--- TASK DESCRIPTION ---
Return all of the entries exactly as written.

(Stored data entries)
____________

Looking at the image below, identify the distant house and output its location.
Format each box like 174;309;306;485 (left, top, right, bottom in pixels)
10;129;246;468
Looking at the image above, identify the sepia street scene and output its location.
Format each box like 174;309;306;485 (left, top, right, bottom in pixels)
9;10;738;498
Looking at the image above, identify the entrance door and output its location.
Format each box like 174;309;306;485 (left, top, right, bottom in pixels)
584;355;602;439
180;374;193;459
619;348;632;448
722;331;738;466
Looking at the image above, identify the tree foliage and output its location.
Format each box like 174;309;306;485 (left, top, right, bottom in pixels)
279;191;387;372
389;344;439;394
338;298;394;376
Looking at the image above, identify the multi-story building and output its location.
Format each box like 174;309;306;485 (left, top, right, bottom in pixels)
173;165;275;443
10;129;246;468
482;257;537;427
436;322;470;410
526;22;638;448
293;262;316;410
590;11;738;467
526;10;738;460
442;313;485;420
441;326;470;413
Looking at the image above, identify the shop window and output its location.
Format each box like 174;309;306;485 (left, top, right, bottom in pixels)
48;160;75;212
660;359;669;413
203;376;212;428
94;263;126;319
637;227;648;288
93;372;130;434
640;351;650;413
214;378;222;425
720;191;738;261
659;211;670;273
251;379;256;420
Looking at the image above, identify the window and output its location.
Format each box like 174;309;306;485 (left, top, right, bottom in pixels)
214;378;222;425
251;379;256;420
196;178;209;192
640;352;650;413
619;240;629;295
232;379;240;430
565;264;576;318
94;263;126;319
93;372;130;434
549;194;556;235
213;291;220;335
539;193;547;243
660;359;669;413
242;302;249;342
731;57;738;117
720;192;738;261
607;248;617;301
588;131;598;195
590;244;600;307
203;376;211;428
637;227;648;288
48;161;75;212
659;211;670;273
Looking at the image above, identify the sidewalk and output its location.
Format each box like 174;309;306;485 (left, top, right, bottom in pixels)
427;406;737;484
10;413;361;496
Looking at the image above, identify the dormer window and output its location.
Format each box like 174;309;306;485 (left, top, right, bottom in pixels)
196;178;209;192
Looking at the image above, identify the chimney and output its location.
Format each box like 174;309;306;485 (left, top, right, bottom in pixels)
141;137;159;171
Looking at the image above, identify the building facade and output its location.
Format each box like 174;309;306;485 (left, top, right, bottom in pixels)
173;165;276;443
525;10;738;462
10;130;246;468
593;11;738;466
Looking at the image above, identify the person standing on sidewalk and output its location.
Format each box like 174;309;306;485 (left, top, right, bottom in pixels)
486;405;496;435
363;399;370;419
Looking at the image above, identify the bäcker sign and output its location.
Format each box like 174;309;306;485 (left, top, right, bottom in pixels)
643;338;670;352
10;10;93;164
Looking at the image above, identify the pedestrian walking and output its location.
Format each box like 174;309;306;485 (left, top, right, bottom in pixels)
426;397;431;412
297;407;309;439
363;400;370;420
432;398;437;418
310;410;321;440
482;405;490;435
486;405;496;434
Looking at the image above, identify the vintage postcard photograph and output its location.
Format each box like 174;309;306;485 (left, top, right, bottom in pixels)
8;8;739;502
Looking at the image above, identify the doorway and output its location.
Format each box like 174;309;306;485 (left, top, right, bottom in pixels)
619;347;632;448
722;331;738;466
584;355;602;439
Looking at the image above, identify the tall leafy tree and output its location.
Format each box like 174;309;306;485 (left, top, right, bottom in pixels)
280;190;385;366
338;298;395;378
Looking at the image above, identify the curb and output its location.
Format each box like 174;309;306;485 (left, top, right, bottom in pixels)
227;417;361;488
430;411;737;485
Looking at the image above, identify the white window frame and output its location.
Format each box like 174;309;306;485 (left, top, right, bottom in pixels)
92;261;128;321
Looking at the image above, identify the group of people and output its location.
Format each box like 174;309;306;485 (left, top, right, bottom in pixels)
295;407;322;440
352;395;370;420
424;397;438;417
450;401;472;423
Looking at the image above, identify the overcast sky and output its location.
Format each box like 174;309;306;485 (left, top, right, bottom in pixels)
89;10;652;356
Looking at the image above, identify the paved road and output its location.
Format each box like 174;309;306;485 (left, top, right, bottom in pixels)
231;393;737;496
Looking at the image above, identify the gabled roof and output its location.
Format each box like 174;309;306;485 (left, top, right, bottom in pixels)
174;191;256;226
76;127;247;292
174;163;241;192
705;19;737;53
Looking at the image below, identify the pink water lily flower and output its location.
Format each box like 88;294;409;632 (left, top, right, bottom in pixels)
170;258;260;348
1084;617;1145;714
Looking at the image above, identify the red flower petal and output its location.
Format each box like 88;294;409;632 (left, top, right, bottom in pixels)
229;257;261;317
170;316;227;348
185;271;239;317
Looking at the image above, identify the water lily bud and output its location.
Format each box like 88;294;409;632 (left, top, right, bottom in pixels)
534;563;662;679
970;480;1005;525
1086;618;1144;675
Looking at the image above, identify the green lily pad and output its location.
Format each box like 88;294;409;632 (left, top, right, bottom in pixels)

____________

--- ANSWER SPACE ---
Looking at the image below, identify the distant house and output its location.
Format each box like 174;309;306;485 (left, top, right, bottom in pixels)
10;129;246;468
Looking at the image above, identify the sepia street scene and output its location.
Format each box like 174;309;306;485 (left, top, right, bottom in pixels)
9;10;738;498
Looking at the image above, identify the entrance door and output its location.
Format each box like 174;309;306;485 (left, top, right, bottom in pixels)
584;355;602;439
180;374;193;459
619;348;632;448
722;331;738;466
Looking at the image above, identify the tree foliage and output its location.
Format each box like 174;309;306;485 (left, top, right, bottom in pixels)
279;191;387;372
389;344;439;394
338;298;394;376
Looking at the image above, identify the multi-story building and output its location.
Format each box like 174;309;306;485 (left, top, right, bottom in pixels)
173;165;275;443
10;129;246;468
482;257;537;427
436;322;470;410
526;22;638;448
293;262;316;410
590;11;738;467
526;10;738;460
442;313;485;420
441;326;470;413
Looking at the image above, identify the shop window and output its location.
Format each box like 174;309;306;485 (left, top, right, bottom in pixels)
48;160;75;212
660;359;669;413
203;376;212;428
94;263;126;319
637;227;648;288
93;372;130;434
640;351;650;413
214;378;222;425
720;191;738;261
659;211;670;273
251;379;256;420
Looking at the image above, identify the window and output its location.
Format each box like 174;309;306;485 (left, top, right, bottom in pixels)
214;378;222;425
251;379;256;420
196;178;209;192
640;352;650;413
619;240;629;295
232;379;240;430
565;264;576;318
94;263;126;319
93;372;130;434
549;194;556;235
213;291;220;335
539;193;547;243
660;359;669;413
242;302;249;342
731;57;738;117
720;192;738;261
607;248;617;301
588;131;598;195
590;244;600;307
203;376;211;428
637;227;648;288
48;161;75;212
659;211;670;273
Looking at the image above, identify the sidewalk and output its location.
Format each box like 174;309;306;485 (left, top, right, bottom in pixels)
427;406;737;484
10;413;361;496
Looking at the image above, identify the dormer window and output its location.
Format each box like 174;309;306;485 (left, top, right, bottom in pixels)
196;178;209;192
Looking at the image above, identify the chimney and output its location.
Format each box like 174;309;306;485 (left, top, right, bottom in pixels)
141;137;159;171
Looking at the image above, identify the building facade and output its location.
Format each box like 174;309;306;485 (left, top, right, bottom in pixels)
173;165;276;443
525;10;738;462
10;130;246;468
593;11;738;466
Looking at the image above, identify the person standing on sidewalk and output its location.
Format each box like 174;309;306;485 (left, top, right, bottom in pixels)
486;405;496;435
363;399;370;419
Looking at the image above, identify the bäcker sign and output its location.
Format each box like 174;309;306;485 (left, top, right, bottom in pixels)
643;338;670;352
10;10;93;164
Looking at the image above, identify the pedestrian walking and output its location.
Format each box like 174;309;306;485 (left, top, right, bottom in pixels)
426;397;431;412
297;407;309;439
363;400;370;420
432;398;437;418
310;410;321;440
482;405;490;435
486;405;496;434
Looking at the image above, identify the vintage postcard photograph and output its location.
Format each box like 174;309;306;485 (left, top, right, bottom in pixels)
8;8;739;502
Looking at the image above, identify the doorway and output its location.
Format each box like 174;309;306;485 (left, top, right, bottom in pixels)
619;347;632;448
722;331;738;466
584;355;602;439
Looking at the image above, identify the tall leafy tree and output its location.
Format each box like 174;309;306;485 (left, top, right, bottom in pixels)
280;190;385;366
338;298;395;378
Looking at the image above, identify the curb and output its location.
Format each box like 174;309;306;485 (left, top, right, bottom in pixels)
227;417;361;488
430;411;737;485
Looking at the image above, identify the white window frame and output its location.
Format each box like 174;309;306;485 (left, top, right, bottom in pixels)
92;261;128;321
Looking at the image above, identify the group of people and output its location.
Format each box like 174;309;306;485 (left, top, right, bottom in pixels)
295;407;322;440
352;395;370;420
424;397;438;417
450;401;472;423
Looking at the image above, identify the overcast sky and output its location.
Format each box like 174;309;306;485 (left, top, right, bottom in pixels)
89;10;652;356
Looking at the image above, identify the paved road and output its location.
Format each box like 174;309;306;485 (left, top, right, bottom in pixels)
231;393;737;496
Looking at the image above, identify the gabled roof and output its location.
Format each box like 174;309;306;485 (left, top, right, bottom in pixels)
174;191;256;226
76;127;247;292
174;163;241;192
705;19;737;53
Looking at the image below, identify the pink water lily flower and output its location.
Format each box like 88;294;409;632 (left, top, right, bottom in pixels)
170;258;260;348
1084;617;1145;714
Looking at the image above, identify the red flower petal and output its location.
Format each box like 88;294;409;632 (left, top, right, bottom in pixels)
229;257;261;317
170;316;227;348
185;271;239;317
Looking at the image above, identify the water lily bud and output its location.
Format each box like 88;294;409;632 (left, top, right, bottom in pixels)
534;563;662;679
970;480;1005;525
1086;618;1144;675
Looking at the image above, identify the green lily pad and output its location.
Format each box like 88;294;409;632 (left, top, right, bottom in pixels)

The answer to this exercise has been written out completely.